*What the task requires*.
Please return every record below exactly as it stands.

===== Information given =====

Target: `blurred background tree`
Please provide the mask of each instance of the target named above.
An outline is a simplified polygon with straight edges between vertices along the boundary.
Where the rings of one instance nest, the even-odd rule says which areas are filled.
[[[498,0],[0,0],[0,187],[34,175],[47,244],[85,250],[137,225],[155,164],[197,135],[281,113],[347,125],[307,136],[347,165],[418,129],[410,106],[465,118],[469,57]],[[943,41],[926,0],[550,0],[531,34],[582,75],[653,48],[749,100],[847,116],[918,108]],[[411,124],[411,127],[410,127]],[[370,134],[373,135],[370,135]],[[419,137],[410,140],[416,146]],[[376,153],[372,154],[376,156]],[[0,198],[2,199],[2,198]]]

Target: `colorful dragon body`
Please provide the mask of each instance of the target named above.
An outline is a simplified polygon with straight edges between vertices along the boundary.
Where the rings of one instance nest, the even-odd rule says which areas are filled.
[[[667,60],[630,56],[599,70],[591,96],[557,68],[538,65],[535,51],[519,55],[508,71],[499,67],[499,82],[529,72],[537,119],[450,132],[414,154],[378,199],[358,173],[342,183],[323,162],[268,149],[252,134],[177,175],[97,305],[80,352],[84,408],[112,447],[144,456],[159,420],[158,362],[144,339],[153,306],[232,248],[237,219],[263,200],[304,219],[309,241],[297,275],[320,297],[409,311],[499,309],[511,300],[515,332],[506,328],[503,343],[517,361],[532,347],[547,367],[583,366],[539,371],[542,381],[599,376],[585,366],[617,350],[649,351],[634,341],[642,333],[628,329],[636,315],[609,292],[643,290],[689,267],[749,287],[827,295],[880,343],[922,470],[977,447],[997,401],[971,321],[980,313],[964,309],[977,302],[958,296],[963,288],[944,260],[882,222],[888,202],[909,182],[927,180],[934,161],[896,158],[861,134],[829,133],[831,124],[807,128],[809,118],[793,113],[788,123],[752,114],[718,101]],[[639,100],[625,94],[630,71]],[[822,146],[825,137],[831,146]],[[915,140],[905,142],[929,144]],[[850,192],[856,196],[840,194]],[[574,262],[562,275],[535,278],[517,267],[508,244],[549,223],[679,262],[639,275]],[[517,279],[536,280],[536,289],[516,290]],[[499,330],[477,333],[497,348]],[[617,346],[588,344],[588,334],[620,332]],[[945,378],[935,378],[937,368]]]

=====

*Task result*.
Target: `blurred background tree`
Please provide the mask of each instance of the target named above.
An outline is a simplified polygon with straight edges between vertices along the boundary.
Where the rings of one instance nest, the even-odd rule says which areas are filled.
[[[498,0],[0,0],[0,187],[34,175],[47,244],[85,250],[137,225],[155,164],[197,135],[281,113],[347,125],[307,136],[347,165],[418,129],[410,106],[465,118],[469,57]],[[943,41],[926,0],[550,0],[531,34],[582,75],[653,48],[749,100],[847,116],[918,108]],[[411,124],[411,127],[410,127]],[[370,134],[373,135],[370,135]],[[419,137],[410,140],[416,146]],[[376,153],[372,154],[376,156]],[[0,198],[2,199],[2,198]]]

Target: `colorful dragon body`
Please provide the mask of each instance of the target named above.
An outline is a simplified polygon with straight edges between vertices along the boundary.
Where the rings of one instance nest, the even-odd rule says which areas are filled.
[[[667,60],[630,56],[599,70],[591,96],[557,68],[538,65],[535,51],[519,55],[508,71],[499,67],[499,82],[529,72],[537,119],[450,132],[414,154],[378,199],[358,173],[342,183],[323,162],[268,149],[252,134],[177,175],[97,305],[80,352],[84,408],[112,447],[144,456],[159,420],[158,362],[144,339],[153,306],[232,248],[237,219],[263,200],[304,219],[309,241],[297,275],[320,297],[409,311],[499,309],[511,300],[515,332],[506,328],[503,343],[517,361],[532,347],[547,367],[583,366],[539,371],[542,381],[599,376],[585,366],[617,350],[649,351],[634,341],[642,333],[628,329],[636,315],[609,292],[643,290],[689,267],[749,287],[827,295],[880,343],[922,470],[977,447],[997,401],[971,321],[980,313],[964,309],[977,302],[958,296],[963,288],[944,260],[882,222],[888,202],[909,182],[927,180],[934,161],[896,158],[861,134],[829,133],[831,124],[807,128],[809,118],[793,113],[788,123],[752,114],[718,101]],[[639,100],[625,94],[630,71]],[[822,146],[825,137],[831,146]],[[915,140],[905,142],[929,144]],[[850,192],[856,196],[840,194]],[[574,262],[562,275],[535,278],[517,267],[508,244],[549,223],[679,262],[639,275]],[[517,279],[536,280],[536,289],[516,290]],[[499,330],[477,333],[497,348]],[[617,346],[588,344],[588,334],[620,332]],[[945,378],[935,378],[937,368]]]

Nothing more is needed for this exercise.